- [WHAT YOU HAVE TO DO]:
Every line of the data below that holds the string "sandy" needs to be reported.

Natural-language object grounding data
════════════════
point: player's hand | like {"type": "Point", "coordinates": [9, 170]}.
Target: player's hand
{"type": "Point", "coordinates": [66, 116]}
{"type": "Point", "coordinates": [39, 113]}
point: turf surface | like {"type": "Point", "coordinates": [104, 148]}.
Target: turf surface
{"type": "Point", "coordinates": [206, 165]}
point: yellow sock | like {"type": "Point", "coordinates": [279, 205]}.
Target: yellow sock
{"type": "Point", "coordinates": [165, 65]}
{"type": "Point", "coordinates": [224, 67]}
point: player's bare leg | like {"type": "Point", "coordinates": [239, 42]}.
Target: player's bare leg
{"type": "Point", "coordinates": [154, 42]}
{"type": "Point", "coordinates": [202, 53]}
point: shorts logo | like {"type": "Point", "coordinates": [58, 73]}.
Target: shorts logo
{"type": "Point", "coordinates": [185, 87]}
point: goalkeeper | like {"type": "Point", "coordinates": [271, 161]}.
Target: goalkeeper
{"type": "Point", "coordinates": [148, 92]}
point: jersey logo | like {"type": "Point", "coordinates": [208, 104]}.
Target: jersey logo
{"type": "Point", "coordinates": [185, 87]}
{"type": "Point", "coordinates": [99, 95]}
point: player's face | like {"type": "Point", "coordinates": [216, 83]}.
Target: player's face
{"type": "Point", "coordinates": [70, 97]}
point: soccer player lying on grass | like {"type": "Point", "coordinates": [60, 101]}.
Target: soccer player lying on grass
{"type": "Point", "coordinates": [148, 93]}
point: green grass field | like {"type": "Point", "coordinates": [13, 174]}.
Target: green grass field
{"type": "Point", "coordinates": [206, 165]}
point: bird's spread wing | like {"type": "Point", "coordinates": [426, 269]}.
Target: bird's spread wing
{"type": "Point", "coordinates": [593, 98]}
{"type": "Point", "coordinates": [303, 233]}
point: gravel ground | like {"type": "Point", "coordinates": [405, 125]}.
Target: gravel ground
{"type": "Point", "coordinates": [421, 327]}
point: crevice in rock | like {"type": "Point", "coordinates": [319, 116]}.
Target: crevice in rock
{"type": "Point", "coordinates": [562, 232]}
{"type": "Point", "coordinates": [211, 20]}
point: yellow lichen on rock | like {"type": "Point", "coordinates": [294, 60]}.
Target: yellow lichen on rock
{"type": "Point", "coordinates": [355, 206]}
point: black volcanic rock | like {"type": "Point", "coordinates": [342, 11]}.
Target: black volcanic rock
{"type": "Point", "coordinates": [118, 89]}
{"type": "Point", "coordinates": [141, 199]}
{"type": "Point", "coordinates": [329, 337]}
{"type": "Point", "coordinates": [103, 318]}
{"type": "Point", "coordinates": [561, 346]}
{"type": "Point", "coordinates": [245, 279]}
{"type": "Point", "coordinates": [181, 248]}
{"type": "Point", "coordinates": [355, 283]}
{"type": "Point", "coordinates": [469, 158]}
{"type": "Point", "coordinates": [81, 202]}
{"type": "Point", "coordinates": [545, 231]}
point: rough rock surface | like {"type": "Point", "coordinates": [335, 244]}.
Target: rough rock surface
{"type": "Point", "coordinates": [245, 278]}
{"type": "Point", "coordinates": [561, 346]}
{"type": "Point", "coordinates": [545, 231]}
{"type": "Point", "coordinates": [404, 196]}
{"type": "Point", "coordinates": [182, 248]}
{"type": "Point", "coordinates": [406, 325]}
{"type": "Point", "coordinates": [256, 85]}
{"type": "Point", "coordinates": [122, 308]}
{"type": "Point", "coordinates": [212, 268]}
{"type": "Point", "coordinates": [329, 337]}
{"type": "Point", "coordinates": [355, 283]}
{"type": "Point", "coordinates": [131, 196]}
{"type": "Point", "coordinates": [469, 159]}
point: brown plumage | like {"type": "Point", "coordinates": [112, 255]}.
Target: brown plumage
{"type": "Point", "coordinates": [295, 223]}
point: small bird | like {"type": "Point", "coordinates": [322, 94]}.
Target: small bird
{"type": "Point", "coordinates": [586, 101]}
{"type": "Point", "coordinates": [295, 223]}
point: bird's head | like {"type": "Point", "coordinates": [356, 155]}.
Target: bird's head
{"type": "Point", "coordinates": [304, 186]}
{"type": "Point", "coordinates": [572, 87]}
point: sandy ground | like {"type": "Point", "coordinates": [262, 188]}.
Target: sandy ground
════════════════
- [SOLUTION FOR THIS PROBLEM]:
point: sandy ground | like {"type": "Point", "coordinates": [262, 188]}.
Target: sandy ground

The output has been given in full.